Written exercise:
Transcribe each line exactly.

(Items from a dataset)
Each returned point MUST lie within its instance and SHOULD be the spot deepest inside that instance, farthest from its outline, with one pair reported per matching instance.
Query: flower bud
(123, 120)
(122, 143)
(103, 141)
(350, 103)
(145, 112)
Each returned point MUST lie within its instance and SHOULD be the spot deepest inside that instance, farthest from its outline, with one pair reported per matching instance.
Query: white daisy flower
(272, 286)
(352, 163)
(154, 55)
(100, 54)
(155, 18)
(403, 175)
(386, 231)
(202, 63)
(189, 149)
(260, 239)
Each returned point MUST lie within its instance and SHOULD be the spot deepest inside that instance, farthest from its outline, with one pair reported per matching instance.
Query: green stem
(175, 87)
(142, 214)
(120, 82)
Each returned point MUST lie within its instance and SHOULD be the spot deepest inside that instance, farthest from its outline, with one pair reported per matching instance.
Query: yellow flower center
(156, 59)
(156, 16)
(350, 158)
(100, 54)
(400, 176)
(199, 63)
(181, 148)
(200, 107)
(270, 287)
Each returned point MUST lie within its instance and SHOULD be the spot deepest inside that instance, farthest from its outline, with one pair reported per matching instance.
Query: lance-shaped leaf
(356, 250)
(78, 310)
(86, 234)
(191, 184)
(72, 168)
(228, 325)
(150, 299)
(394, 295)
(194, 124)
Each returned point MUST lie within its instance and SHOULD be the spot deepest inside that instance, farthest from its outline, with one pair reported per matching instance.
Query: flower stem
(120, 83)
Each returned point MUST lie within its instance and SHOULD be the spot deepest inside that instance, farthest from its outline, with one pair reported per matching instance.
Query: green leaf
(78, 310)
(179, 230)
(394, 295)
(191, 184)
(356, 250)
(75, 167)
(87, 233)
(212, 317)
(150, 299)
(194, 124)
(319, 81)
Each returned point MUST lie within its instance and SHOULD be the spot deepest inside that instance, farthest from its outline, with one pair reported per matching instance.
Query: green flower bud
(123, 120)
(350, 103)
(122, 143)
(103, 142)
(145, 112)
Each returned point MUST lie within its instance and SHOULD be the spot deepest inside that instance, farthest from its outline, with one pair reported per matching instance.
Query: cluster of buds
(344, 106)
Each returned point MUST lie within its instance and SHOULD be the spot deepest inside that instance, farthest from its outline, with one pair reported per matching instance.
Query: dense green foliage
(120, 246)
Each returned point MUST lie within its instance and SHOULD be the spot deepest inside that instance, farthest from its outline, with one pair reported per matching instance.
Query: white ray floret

The response:
Each returned point MUST lie within its instance and SHOULD be the spot deepest inside that instance, farthest from its outline, with one pair reported per matching instance.
Query: flower bud
(123, 120)
(122, 143)
(103, 141)
(350, 103)
(145, 112)
Each returned point MUST lie within its instance and SHOULD be the spot deepest inside that instance, farthest from its outline, with one pair reported per matching instance.
Query: white daisy flower
(272, 286)
(352, 163)
(154, 55)
(100, 54)
(155, 18)
(403, 175)
(386, 231)
(202, 63)
(189, 149)
(260, 239)
Each returned point MUST lie within its instance and SHOULD be the spot deepest inside that instance, farthest from its outline, with one pair reported per matching instance.
Query: green stem
(175, 87)
(142, 214)
(120, 82)
Each returned point MUST lie within its instance and SHOULD be the spot deepest inside that instance, farthest from its outline, with one pair reported per matching instance.
Query: yellow flower center
(156, 59)
(156, 16)
(350, 158)
(100, 54)
(400, 176)
(199, 63)
(181, 148)
(200, 107)
(270, 287)
Each returned point MUST lie within its instance and SHOULD be the spot deepest inside that instance, farthest from its outline, with one pair reported per matching instance.
Query: lance-shaped leaf
(356, 250)
(78, 310)
(86, 234)
(191, 184)
(72, 168)
(228, 325)
(150, 299)
(394, 295)
(194, 124)
Each returned point MUST lie within its instance and SHOULD be the spot deepest inside that instance, farthest from its outline, with one pair reported per matching instance.
Query: flower stem
(120, 83)
Each returned point MUST lie within its instance and SHOULD be the spot deepest inside that instance, farthest from its outline, with one pair reported per matching instance.
Query: green leaf
(78, 310)
(179, 230)
(394, 295)
(191, 184)
(356, 250)
(75, 167)
(87, 233)
(212, 317)
(150, 299)
(194, 124)
(319, 81)
Each returned point MUST lie within its instance and SHOULD be the spot deepest inside that instance, farthest from its outline, with one pair reported per matching instance.
Query: green flower bud
(123, 120)
(350, 103)
(122, 143)
(103, 142)
(145, 112)
Each returned point MUST lie within its instance and SHOULD be the spot deepest inside that instance, farthest from its outline, with one pair reported per matching instance.
Query: cluster of buds
(344, 106)
Each returned point MUST lie within its instance and SHOULD be the spot deepest inside that instance, farthest from its outline, with one pair reported per matching instance.
Query: dense green foliage
(120, 246)
Each returned point MUST lie within its instance and SHOULD be the spot deepest inside that instance, farthest from its outline, with one pair reported per matching instance.
Query: white ray floret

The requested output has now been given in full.